> **Task 1**
In the passage on football pitches, to what player's quality is Brazil said to be unable to produce a match in recent years?
> **Task 2**
Please copy the passage on football pitches word for word, from "First, much the" to "the playing surface.".
> **Task 3**
Decide whether each statement agrees with the passage on football pitches, answering yes or no and quoting the deciding words.
(a) Brazil had time to prepare for the pitches at the 2019 Copa.
(b) Western European football has developed only because it signs the best players from South America.
(c) The Brazilian calendar leaves plenty of time for a break.

Document segment section start

First, much the same was heard about the pitches for the 2019 Copa, which Brazil did have time to prepare for. Second -- and this is the key point -- these are the pitches on which Brazilian football is normally played. This is not a peripheral point to make, and it gets to the heart of the current imbalance between the state of the game on both sides of the Atlantic.
The rapid development of western European football is not only down to signing the best players from South America and the rest of the planet. Europe is also producing talent and playing a fast paced, technically accomplished brand of the game that's dependent on the excellence of the playing surface.
South America is falling behind. In Brazil's case, this is not just a financial question -- think of the fortune that was spent on building stadiums for the 2014 World Cup, even though maintaining them isn't nearly as noteworthy. Rather, the Brazilian calendar makes it hard: there are so many games and little time for a break, but that doesn't obscure how not enough thought is being given to the pitches, and the consequences have become clear. It perhaps helps explain why a country the size of Brazil cannot come up with a player of the quality of Kevin De Bruyne in recent years.
And if Brazilian football, with its size and resources, cannot do it, what hope is there for the rest of South America?

Document segment section end
Extracted material section start

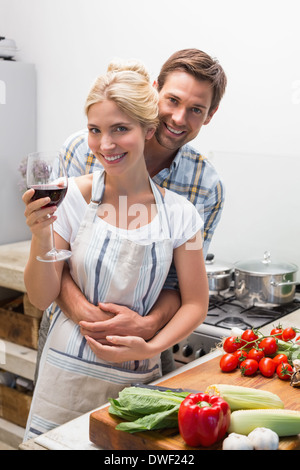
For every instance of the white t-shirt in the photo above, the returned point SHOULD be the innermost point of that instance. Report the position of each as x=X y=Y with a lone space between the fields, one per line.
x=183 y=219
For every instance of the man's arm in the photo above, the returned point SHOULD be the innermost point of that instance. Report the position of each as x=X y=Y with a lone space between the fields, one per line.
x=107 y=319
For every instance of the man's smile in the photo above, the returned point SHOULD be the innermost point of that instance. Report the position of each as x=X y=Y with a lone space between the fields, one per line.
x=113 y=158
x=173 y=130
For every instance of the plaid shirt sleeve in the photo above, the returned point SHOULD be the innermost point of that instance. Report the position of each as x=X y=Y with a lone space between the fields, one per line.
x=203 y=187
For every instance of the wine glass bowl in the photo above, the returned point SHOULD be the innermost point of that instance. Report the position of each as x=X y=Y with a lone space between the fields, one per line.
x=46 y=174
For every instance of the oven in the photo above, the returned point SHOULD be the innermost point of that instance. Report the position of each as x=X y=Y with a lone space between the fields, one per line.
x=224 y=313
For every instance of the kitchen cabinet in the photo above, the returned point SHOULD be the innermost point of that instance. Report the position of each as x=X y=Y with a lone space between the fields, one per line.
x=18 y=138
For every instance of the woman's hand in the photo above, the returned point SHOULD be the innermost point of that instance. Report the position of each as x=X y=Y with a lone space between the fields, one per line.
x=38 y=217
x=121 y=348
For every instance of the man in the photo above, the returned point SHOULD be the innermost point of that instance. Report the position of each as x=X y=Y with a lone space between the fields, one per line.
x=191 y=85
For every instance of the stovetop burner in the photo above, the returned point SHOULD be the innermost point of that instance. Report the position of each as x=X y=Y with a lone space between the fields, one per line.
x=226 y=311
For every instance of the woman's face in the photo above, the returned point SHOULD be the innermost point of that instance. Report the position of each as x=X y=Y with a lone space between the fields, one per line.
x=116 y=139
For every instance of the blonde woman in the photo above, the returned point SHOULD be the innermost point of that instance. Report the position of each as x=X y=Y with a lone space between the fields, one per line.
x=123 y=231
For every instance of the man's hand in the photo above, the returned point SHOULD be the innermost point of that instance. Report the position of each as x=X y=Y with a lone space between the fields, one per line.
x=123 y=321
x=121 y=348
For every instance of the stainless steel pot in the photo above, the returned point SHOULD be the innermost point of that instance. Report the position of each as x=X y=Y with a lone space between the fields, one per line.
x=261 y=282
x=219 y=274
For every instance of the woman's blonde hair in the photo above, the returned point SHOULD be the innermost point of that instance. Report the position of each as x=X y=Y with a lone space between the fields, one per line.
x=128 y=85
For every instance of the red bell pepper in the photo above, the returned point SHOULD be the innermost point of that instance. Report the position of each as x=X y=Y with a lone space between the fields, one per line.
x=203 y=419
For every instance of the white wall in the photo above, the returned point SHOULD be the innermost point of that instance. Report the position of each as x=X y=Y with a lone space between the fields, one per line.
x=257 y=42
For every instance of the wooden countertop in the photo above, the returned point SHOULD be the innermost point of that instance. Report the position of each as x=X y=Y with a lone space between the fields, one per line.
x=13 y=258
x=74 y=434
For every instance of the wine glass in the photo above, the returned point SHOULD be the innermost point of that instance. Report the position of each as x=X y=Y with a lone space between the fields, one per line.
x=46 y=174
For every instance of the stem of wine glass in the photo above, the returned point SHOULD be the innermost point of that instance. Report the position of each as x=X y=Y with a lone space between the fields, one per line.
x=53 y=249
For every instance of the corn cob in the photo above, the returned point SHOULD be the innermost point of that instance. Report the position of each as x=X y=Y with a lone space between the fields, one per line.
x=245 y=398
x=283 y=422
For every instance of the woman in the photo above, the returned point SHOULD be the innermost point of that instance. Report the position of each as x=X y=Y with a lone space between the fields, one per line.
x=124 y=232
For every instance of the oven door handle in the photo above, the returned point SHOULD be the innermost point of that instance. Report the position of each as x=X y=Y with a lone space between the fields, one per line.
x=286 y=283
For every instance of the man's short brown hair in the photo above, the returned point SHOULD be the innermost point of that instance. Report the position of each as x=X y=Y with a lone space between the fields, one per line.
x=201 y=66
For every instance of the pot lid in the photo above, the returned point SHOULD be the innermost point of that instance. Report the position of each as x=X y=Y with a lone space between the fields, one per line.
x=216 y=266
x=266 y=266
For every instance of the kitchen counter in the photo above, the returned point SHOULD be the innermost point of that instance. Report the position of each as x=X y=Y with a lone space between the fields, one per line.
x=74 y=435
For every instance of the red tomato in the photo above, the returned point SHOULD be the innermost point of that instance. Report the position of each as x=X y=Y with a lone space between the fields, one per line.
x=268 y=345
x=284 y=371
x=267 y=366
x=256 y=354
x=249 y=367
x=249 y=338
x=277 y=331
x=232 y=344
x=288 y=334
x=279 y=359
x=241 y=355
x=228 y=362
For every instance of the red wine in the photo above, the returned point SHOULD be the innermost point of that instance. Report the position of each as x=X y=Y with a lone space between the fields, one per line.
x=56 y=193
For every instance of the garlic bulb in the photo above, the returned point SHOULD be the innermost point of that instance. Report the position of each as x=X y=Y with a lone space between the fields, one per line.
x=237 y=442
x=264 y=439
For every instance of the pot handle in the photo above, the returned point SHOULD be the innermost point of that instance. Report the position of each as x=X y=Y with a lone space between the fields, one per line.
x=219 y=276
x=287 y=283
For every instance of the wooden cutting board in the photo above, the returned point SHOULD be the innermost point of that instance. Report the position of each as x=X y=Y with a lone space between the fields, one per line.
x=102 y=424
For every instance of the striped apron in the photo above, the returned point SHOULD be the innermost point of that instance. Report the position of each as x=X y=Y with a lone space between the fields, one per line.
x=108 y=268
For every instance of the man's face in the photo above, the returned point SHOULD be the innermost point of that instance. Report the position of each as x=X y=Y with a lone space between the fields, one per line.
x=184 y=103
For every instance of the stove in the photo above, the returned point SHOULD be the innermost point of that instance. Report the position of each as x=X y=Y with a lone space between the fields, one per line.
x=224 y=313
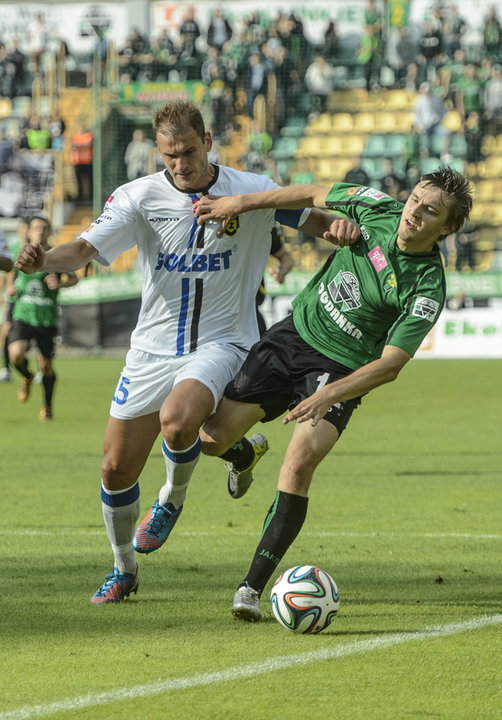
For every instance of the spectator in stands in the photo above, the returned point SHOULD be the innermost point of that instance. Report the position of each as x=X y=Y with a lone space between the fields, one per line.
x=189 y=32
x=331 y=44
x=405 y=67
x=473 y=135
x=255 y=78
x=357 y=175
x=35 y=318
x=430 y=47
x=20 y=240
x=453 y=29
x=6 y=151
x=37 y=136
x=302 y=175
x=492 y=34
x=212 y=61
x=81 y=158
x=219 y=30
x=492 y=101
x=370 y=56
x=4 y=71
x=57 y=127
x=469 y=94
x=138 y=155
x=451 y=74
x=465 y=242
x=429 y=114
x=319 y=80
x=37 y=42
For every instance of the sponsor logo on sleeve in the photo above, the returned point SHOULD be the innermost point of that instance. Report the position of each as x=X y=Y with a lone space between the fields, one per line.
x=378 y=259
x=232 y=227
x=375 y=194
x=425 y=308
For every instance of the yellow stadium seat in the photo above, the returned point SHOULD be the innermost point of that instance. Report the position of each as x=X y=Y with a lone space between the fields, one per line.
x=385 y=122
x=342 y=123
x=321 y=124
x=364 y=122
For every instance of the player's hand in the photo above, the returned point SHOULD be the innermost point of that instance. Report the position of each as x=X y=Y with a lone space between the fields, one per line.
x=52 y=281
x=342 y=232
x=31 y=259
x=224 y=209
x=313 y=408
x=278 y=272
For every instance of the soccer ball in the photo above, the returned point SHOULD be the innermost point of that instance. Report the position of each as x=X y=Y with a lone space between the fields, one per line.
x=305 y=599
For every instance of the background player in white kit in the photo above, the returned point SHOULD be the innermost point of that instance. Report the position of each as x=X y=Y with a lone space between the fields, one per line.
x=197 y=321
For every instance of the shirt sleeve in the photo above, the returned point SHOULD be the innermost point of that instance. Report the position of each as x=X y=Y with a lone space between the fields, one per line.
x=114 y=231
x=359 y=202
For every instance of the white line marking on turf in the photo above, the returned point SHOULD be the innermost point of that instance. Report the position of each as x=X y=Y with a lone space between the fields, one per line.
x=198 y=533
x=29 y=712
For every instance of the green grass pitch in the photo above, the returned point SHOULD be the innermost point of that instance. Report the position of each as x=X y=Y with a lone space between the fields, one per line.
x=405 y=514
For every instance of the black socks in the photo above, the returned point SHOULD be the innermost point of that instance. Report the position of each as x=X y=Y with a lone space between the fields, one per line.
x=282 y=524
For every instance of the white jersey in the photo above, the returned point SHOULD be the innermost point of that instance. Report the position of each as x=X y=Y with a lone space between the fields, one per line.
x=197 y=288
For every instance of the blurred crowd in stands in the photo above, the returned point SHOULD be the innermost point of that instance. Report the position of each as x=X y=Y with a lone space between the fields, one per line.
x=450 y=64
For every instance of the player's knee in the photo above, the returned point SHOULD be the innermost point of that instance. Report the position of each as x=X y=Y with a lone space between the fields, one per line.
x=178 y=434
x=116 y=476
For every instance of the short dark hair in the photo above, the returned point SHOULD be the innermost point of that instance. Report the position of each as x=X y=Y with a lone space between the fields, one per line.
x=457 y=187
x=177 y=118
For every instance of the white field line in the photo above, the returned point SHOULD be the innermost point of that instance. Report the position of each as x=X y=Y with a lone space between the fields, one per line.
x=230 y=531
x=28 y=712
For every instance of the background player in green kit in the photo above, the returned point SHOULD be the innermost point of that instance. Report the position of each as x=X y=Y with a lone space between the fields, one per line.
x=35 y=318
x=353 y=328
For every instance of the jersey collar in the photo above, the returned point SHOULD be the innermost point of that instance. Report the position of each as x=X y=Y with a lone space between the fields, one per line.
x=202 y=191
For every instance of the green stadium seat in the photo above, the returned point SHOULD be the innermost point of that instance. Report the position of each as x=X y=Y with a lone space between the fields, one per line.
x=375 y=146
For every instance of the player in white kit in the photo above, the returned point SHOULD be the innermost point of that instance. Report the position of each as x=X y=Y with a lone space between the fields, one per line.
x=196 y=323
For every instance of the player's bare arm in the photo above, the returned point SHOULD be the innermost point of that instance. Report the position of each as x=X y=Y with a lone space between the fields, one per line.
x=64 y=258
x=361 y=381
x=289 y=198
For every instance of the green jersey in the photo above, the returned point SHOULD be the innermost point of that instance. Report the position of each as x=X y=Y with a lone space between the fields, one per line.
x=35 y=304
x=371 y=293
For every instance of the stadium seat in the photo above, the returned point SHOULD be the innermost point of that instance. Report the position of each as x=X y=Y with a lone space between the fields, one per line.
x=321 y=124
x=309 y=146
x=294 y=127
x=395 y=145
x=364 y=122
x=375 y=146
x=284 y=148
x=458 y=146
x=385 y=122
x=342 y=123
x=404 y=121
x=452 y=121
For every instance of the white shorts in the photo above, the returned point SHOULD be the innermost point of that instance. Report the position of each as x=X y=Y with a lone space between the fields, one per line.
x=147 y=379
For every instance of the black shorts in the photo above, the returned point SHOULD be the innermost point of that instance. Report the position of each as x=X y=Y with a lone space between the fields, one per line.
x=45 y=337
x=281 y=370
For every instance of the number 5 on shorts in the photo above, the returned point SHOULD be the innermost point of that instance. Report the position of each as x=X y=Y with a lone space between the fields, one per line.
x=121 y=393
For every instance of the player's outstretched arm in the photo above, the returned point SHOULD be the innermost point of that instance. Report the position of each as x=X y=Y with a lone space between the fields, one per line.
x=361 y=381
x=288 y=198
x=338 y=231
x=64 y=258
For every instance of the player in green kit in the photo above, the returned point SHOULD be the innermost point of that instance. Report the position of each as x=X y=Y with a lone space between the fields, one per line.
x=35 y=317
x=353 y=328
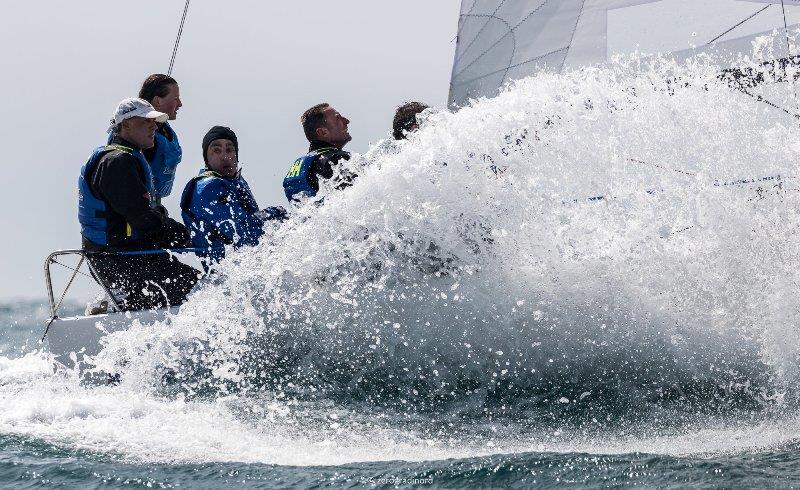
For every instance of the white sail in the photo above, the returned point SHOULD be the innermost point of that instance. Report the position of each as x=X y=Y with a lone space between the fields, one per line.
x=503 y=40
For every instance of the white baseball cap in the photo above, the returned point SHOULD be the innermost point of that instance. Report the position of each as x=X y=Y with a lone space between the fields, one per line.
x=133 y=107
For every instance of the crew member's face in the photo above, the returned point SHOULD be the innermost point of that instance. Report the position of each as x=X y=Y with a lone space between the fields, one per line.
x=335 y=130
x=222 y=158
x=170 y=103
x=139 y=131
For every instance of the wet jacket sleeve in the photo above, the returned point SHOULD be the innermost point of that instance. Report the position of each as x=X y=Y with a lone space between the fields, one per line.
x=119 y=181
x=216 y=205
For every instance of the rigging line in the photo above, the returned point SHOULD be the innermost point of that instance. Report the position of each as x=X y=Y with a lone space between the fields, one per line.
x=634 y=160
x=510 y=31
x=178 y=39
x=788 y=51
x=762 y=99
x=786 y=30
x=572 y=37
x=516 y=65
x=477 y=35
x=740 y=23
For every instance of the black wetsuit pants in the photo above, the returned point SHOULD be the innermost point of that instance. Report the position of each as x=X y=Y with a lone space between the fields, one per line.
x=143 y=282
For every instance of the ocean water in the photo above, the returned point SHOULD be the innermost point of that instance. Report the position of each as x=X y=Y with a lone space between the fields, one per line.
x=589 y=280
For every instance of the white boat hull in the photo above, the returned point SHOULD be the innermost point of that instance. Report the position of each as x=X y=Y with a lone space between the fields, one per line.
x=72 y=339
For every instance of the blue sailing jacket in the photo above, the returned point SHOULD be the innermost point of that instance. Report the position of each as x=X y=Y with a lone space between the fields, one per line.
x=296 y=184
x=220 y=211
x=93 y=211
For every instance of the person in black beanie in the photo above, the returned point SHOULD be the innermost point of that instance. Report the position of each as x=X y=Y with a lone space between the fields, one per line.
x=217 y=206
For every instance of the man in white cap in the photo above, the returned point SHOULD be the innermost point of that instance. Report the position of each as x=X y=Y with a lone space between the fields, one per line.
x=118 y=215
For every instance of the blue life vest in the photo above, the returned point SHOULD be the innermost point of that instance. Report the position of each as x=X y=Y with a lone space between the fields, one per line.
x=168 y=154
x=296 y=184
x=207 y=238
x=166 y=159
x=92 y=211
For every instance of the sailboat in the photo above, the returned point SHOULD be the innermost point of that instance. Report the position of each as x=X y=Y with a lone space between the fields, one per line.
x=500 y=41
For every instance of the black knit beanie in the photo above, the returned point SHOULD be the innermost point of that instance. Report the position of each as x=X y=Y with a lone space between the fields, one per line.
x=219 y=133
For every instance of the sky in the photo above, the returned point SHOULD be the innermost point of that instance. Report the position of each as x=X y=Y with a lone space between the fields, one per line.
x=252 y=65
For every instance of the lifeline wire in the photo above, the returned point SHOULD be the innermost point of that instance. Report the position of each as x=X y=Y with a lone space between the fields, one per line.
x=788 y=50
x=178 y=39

Extracted material section end

> **Exercise solution 1**
Kevin De Bruyne.

> **Exercise solution 2**
First, much the same was heard about the pitches for the 2019 Copa, which Brazil did have time to prepare for. Second -- and this is the key point -- these are the pitches on which Brazilian football is normally played. This is not a peripheral point to make, and it gets to the heart of the current imbalance between the state of the game on both sides of the Atlantic.
The rapid development of western European football is not only down to signing the best players from South America and the rest of the planet. Europe is also producing talent and playing a fast paced, technically accomplished brand of the game that's dependent on the excellence of the playing surface.

> **Exercise solution 3**
(a) Yes: "which Brazil did have time to prepare for"
(b) No: "is not only down to signing the best players from South America and the rest of the planet"
(c) No: "there are so many games and little time for a break"